— DEINE AUFGABEN —
1) Übersetze diesen Satz aus dem Artikel über die Koalitionsverhandlungen in Baden-Württemberg ins Englische: „Heute starten beide Seiten ihre Gespräche - und es bestehen wenig Zweifel, dass sie erfolgreich enden.“
2) Wen nennt der Artikel über die Koalitionsverhandlungen in Baden-Württemberg den starken Mann der CDU in Baden-Württemberg?
3) Knüpfe an den Artikel über die Koalitionsverhandlungen in Baden-Württemberg an und schreibe ihn nach seinem letzten Satz weiter.

====== QUELLE ======

Verhandlungen in Baden-Württemberg Auch Merkel mag die Grünen

Berlin · Eine grün-schwarze Koalition in Baden-Württemberg nährt in Berlin die Hoffnung auf ein schwarz-grünes Bündnis 2017.

Verhandlungen in Baden-Württemberg: Auch Merkel mag die Grünen
Foto: Ferl

Die Koalitionsverhandlungen zwischen Grünen und CDU haben noch nicht einmal begonnen, da findet Thomas Strobl, der starke Mann der CDU in Baden-Württemberg, bereits große Worte. "Meine Überzeugung ist, dass diese erstmalige und außergewöhnliche Konstellation auch für die CDU durchaus Chancen und ihren eigenen Charme haben kann", sagte Strobl.

Heute starten beide Seiten ihre Gespräche - und es bestehen wenig Zweifel, dass sie erfolgreich enden. Denn als einzige Alternative blieben nur Neuwahlen, und die fürchtet die CDU mehr als Grün-Schwarz. Und auch den Grünen ist daran gelegen, für Ministerpräsident Winfried Kretschmann rasch eine neue Machtbasis zu schaffen.

====== DATENSÄTZE ======

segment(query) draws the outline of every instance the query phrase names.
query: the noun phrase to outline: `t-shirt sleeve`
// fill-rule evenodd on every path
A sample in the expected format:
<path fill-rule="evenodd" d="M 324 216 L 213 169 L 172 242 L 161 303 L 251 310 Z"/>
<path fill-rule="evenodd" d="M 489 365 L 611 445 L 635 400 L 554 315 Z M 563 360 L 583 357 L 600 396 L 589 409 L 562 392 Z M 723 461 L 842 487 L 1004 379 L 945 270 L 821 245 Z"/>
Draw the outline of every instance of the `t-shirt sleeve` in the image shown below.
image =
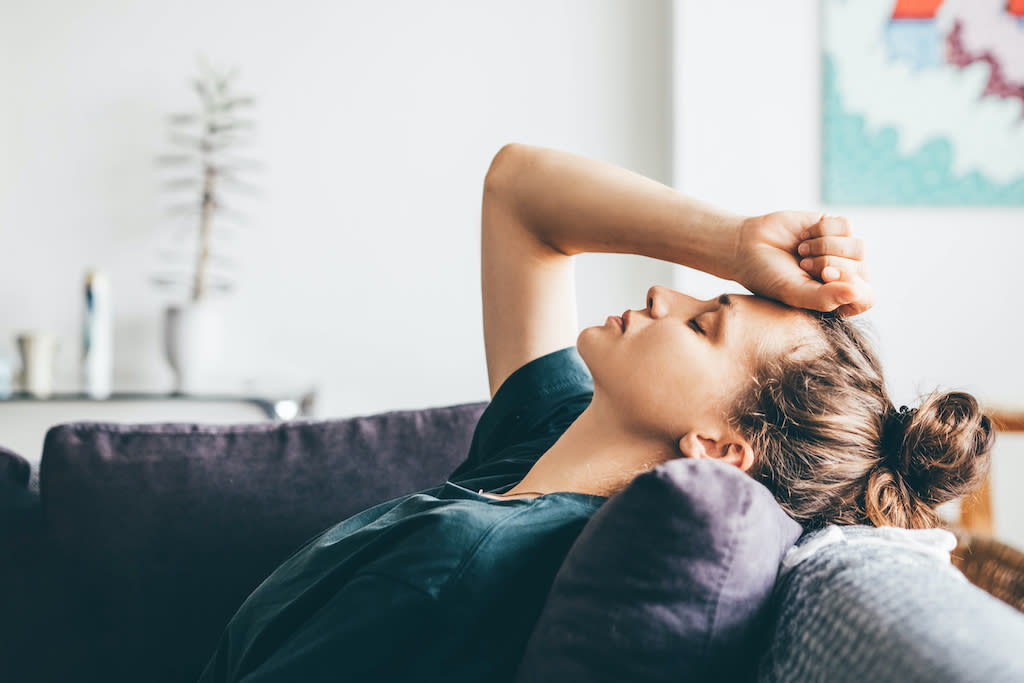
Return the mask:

======

— ANTWORTEN JE AUFGABE —
1) Today both sides begin their talks – and there is little doubt that they will end successfully.

2) Thomas Strobl.

3)
Vor allem aber hat dieses Bündnis den Segen mächtiger Parteistrategen in Berlin. Würde nach Hessen ein weiteres großes Bundesland von CDU und Grünen gemeinsam regiert, wäre dies noch ein Beweis für das Funktionieren dieser Kombination - auch nach der Bundestagswahl 2017. Die CDU-Vorsitzende, Bundeskanzlerin Angela Merkel, möchte ihre Macht erhalten - und deshalb jedes mögliche Bündnis ohne CDU-Beteiligung ausschließen. Durch eine Annäherung an die Grünen verbreitert sie die Koalitionsmöglichkeiten für die Union.

Auch bei den Grünen hat sich angesichts der AfD-Erfolge ein Perspektivwechsel vollzogen. Der Parteilinken ist nur zu klar, dass rot-grüne oder rot-rot-grüne Bündnisse unwahrscheinlicher geworden sind. Zudem drängen die Realpolitiker um Kretschmann und Parteichef Cem Özdemir auf ein schwarz-grünes Bündnis auch im Bund.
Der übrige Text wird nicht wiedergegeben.